DATASET ENTRIES:
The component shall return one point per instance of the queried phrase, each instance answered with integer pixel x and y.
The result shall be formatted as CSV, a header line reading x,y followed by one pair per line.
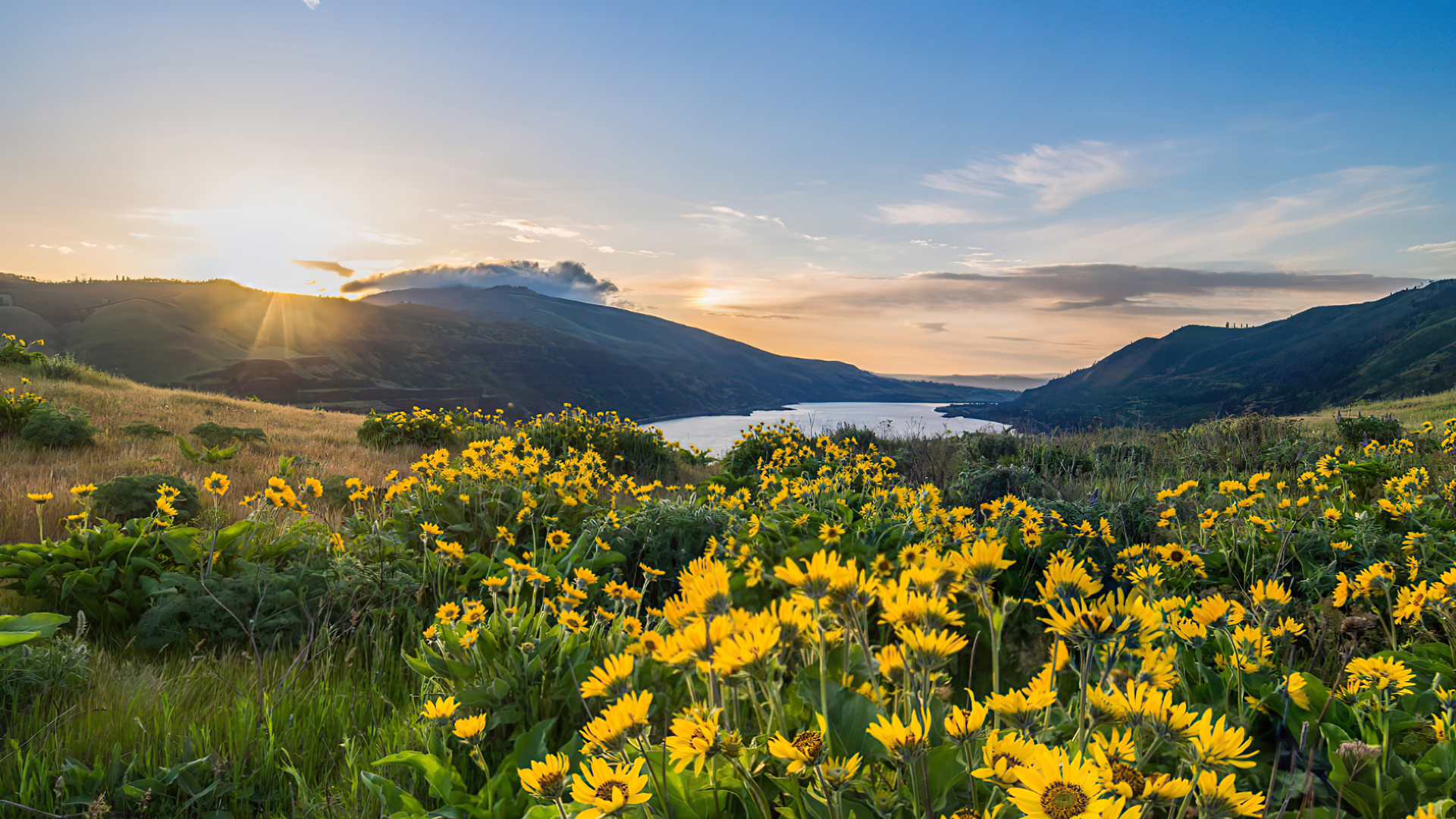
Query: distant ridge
x,y
1394,347
986,382
514,350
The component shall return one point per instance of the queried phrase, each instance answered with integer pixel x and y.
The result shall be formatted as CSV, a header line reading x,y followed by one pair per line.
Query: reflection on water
x,y
717,433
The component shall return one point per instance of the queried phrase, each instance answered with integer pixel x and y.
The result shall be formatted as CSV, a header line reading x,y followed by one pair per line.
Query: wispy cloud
x,y
1063,287
1442,248
1056,175
610,249
930,213
727,215
526,226
570,280
331,267
389,238
1247,226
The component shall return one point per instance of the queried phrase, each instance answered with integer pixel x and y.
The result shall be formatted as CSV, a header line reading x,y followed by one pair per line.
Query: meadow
x,y
452,615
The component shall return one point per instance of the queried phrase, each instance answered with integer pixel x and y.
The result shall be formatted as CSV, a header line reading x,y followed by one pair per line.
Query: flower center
x,y
1011,761
1125,773
604,790
808,744
549,781
1063,800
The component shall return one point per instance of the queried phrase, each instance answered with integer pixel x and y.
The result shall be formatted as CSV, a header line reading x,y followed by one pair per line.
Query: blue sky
x,y
912,187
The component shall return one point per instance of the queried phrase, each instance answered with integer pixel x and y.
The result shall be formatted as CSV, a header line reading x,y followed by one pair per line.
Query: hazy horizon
x,y
930,188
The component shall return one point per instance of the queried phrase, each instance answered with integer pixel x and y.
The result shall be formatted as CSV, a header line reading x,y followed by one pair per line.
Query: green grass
x,y
143,713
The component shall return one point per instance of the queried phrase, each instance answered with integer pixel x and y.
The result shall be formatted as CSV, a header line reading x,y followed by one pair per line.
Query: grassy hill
x,y
1395,347
324,445
516,350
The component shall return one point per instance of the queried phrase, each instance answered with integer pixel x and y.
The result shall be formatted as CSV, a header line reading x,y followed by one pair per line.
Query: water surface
x,y
717,433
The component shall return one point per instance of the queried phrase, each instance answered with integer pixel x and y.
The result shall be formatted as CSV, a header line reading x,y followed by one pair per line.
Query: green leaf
x,y
22,629
436,771
395,799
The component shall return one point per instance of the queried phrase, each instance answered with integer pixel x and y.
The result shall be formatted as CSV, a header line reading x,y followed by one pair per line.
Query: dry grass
x,y
325,439
1411,411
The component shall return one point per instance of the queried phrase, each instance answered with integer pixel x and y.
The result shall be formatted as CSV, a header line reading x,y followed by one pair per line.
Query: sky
x,y
908,187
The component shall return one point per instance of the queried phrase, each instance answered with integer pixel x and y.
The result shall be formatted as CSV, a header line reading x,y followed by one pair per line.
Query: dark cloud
x,y
331,267
566,280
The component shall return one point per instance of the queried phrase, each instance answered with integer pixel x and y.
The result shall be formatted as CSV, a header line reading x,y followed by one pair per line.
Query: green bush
x,y
136,496
669,535
425,428
42,664
990,447
49,428
17,352
1360,428
278,604
984,484
15,411
111,573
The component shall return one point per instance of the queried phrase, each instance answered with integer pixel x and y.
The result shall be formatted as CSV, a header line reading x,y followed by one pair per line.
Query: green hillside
x,y
386,354
1395,347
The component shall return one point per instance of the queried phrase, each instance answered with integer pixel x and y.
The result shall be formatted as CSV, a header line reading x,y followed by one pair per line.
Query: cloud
x,y
331,267
750,316
928,213
1247,226
566,280
1443,248
526,226
610,249
1057,175
1103,284
386,238
1103,287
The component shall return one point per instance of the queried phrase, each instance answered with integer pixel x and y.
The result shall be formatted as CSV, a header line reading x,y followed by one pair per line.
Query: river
x,y
717,433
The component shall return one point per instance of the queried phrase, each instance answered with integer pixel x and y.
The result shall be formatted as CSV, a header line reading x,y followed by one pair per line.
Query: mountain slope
x,y
335,353
724,372
1400,346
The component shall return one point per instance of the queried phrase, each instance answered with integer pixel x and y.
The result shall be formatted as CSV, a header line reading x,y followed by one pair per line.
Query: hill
x,y
471,347
322,444
1395,347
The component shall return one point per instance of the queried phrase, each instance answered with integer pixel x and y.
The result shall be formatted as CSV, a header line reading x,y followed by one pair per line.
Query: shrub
x,y
218,435
136,496
49,428
670,534
145,430
1360,428
31,664
15,411
984,484
63,366
626,447
17,352
990,447
428,428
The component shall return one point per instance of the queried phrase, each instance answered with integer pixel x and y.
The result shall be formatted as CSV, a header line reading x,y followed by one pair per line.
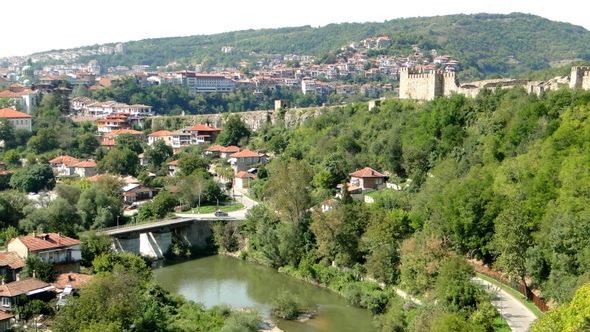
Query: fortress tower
x,y
421,86
580,78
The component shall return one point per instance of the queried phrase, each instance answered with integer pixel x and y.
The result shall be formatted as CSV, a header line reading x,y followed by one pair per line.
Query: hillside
x,y
485,44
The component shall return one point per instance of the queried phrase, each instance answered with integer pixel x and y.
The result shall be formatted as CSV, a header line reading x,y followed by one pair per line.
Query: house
x,y
245,159
10,265
203,83
160,135
5,321
25,98
85,168
19,120
195,135
133,192
63,165
228,151
242,179
367,178
70,281
112,123
11,293
62,251
214,150
115,133
172,167
204,133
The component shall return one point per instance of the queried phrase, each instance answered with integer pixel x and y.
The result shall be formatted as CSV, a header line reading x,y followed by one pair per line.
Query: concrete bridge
x,y
154,239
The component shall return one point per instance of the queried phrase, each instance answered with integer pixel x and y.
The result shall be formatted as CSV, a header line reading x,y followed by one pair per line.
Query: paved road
x,y
516,314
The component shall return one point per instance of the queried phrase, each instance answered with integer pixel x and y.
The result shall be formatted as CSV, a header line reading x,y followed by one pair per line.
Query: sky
x,y
41,25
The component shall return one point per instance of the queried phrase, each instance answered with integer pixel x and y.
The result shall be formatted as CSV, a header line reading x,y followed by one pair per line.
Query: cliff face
x,y
253,119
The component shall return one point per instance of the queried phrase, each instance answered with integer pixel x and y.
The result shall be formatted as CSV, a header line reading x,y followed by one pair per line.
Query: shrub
x,y
285,306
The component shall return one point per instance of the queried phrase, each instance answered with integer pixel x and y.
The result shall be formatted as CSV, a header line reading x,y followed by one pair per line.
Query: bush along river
x,y
217,280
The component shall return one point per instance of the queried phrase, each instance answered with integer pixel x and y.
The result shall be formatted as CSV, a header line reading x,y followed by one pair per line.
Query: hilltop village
x,y
332,202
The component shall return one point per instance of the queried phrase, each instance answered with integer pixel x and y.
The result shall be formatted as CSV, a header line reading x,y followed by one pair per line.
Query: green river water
x,y
220,279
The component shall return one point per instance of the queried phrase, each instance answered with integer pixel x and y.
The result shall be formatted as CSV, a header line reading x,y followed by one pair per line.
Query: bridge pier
x,y
154,245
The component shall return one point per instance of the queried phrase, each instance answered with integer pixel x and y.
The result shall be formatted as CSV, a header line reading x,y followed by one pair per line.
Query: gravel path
x,y
516,314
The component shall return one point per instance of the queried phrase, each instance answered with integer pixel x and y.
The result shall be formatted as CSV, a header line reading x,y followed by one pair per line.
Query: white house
x,y
85,168
63,165
18,119
62,251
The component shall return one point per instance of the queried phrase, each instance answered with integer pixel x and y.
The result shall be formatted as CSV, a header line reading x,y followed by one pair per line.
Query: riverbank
x,y
222,280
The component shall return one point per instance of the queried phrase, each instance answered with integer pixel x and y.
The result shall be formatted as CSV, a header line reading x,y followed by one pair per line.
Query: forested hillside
x,y
485,44
504,177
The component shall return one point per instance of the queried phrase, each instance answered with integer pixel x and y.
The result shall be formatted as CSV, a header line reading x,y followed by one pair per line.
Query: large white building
x,y
202,83
18,119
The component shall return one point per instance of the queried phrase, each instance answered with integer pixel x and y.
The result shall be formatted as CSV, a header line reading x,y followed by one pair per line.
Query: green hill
x,y
485,44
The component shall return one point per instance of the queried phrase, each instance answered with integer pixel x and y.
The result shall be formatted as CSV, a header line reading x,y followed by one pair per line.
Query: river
x,y
220,279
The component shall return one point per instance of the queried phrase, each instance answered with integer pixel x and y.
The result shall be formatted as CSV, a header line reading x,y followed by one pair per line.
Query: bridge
x,y
154,239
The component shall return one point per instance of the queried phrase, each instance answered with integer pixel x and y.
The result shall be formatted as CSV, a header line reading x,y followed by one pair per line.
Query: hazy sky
x,y
41,25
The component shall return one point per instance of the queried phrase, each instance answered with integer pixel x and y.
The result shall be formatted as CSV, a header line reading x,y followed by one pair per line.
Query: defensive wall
x,y
427,86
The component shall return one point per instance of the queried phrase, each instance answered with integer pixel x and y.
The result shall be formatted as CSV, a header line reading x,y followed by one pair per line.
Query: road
x,y
240,197
516,314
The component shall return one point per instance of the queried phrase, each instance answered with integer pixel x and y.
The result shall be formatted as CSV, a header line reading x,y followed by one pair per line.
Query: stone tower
x,y
580,78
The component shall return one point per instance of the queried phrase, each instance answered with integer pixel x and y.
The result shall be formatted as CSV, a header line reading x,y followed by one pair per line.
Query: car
x,y
220,213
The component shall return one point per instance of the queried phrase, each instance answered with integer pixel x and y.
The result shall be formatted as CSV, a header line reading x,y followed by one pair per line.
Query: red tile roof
x,y
202,127
4,315
12,114
65,159
11,260
16,288
89,163
116,133
245,175
245,153
367,172
76,280
161,133
45,241
230,149
215,148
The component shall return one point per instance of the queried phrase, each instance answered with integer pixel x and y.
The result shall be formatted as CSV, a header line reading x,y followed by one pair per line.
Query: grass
x,y
213,208
514,293
500,325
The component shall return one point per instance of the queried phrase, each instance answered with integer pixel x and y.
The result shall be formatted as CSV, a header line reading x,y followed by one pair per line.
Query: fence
x,y
520,287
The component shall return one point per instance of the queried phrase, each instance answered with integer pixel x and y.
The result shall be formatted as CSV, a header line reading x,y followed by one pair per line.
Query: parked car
x,y
220,213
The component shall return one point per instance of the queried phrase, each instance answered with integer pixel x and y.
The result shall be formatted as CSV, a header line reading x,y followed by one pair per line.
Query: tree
x,y
33,178
45,140
97,209
128,141
86,144
120,161
512,239
157,154
288,189
570,317
94,245
190,163
7,133
41,270
233,132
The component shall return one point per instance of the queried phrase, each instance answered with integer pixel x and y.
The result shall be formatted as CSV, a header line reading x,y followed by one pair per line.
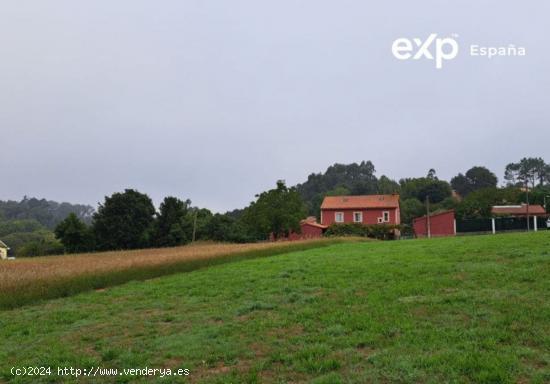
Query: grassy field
x,y
29,280
457,310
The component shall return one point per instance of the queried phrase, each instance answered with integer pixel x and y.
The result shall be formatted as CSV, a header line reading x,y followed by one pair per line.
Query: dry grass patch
x,y
26,280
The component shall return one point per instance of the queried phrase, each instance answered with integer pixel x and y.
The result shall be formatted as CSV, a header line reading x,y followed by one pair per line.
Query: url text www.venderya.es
x,y
98,371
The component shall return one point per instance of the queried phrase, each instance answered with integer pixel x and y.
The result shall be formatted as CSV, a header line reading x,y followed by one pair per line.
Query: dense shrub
x,y
376,231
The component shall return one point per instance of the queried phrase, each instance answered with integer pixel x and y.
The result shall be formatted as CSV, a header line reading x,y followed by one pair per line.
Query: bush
x,y
376,231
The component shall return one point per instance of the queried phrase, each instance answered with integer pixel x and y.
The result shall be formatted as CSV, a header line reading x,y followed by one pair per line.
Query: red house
x,y
368,209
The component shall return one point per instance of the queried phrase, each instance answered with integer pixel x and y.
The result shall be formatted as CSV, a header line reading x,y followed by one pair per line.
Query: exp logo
x,y
433,48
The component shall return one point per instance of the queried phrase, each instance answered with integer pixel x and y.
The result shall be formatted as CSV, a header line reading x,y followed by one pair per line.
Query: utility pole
x,y
428,222
195,224
527,192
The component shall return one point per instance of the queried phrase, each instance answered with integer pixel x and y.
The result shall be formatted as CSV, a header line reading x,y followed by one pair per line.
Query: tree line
x,y
129,220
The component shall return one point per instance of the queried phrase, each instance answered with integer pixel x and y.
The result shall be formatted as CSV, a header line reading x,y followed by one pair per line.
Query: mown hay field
x,y
28,280
451,310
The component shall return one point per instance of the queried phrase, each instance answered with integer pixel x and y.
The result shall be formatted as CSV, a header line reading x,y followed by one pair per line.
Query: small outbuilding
x,y
438,224
3,251
518,210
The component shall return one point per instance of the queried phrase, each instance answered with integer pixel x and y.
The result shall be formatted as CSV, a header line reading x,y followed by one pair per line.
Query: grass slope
x,y
30,280
457,310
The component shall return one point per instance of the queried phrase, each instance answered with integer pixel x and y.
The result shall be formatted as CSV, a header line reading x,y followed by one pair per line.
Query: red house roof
x,y
312,220
518,210
361,202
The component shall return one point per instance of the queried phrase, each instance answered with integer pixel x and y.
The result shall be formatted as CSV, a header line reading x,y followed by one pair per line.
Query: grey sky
x,y
215,100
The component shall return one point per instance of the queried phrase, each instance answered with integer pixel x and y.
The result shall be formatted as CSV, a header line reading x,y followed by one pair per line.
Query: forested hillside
x,y
27,225
129,219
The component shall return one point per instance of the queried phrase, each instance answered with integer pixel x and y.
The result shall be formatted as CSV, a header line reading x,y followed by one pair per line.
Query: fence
x,y
500,224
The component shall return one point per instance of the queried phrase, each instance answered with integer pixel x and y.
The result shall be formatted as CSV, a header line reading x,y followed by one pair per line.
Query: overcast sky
x,y
216,100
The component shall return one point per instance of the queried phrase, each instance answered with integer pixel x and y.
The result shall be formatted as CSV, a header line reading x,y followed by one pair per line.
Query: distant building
x,y
3,250
518,210
440,224
366,209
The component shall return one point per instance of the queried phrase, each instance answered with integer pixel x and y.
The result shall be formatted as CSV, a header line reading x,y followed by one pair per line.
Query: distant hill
x,y
27,225
46,212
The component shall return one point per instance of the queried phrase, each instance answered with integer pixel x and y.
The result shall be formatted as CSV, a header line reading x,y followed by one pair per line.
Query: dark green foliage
x,y
226,229
531,171
410,209
75,235
476,178
355,179
423,187
276,212
203,217
124,221
387,186
376,231
172,226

TASK TO COMPLETE: Return every line of the data above that contains the word "distant".

FINISHED EXERCISE:
Query: distant ridge
Query: distant building
Query: distant hill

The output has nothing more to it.